Questions on the material =
1 > In the blog post about World War II veterans, what did the infantry veteran say he tried to do when the enemy tank ran over his friends?
2 > Reproduce the passage of the blog post starting with "Once, I asked" and going on through "into tears. Oops.".

Source document =
Blanketing opinions that I'll probably regret soon.

Wednesday, February 18, 2009

Get a Little Morphine in the WWII Vets and the Stories Start to Flow

I got this email from my friend Jason who works at a hospital:
I love World War II history and I love the vets. Get a little morphine in them and they'll tell you stories you cannot get anywhere else. They just drift back to parts of their memory that have been untouched for decades. Add some genuine interest, sympathy, and historical knowledge on my part and you've got yourself one memorable conversation.

I've talked to a fighter ace, an infantry colonel who was in the Battle of the Bulge, and even a German soldier. Once I talked to a French Resistance woman who had a crazy story that sounded like a movie plot -- real cloak and dagger stuff.

But I learned quickly not to ask about the killing unless they go there first.

Once, I asked this infantry vet what the worst was. He seemed pretty unemotional and stoic, but just as he started to respond, he burst out into tears. Oops.

He witnessed one or two of his friends get run over by an enemy tank. The tank drivers, knowing they were over trenches containing soldiers lying flat, would have their treads go in opposite directions, spinning 360's over people. He said he tried to stop the tank with his bare hands.

Source information =
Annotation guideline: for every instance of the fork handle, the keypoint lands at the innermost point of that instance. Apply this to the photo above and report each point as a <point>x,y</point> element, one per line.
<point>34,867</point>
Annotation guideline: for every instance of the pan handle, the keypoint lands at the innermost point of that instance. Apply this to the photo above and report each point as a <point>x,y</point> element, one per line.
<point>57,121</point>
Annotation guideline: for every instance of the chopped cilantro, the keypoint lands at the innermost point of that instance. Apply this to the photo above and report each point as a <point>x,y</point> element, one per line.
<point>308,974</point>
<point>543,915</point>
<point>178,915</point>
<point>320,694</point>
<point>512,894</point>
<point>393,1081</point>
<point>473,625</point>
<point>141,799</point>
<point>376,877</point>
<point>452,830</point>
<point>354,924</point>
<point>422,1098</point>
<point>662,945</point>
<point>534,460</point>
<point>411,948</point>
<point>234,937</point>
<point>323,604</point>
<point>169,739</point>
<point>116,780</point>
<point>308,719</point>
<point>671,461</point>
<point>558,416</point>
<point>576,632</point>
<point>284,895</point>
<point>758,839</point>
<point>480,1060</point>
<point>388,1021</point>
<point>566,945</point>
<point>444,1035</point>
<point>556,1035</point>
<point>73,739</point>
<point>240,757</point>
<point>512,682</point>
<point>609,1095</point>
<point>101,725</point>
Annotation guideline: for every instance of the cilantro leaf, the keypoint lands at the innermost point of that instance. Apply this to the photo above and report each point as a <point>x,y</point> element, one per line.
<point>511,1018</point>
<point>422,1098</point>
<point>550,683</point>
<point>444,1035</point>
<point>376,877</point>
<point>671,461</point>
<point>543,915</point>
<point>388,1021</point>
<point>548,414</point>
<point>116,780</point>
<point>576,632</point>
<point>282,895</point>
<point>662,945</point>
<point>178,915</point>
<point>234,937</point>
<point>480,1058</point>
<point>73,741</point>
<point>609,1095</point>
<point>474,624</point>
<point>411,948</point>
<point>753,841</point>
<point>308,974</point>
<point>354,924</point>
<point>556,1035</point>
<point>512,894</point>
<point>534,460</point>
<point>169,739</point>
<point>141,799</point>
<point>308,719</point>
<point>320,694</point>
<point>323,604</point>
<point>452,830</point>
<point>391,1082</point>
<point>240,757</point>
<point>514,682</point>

Results in order =
1 > He tried to stop the tank with his bare hands.

2 >
Once, I asked this infantry vet what the worst was. He seemed pretty unemotional and stoic, but just as he started to respond, he burst out into tears. Oops.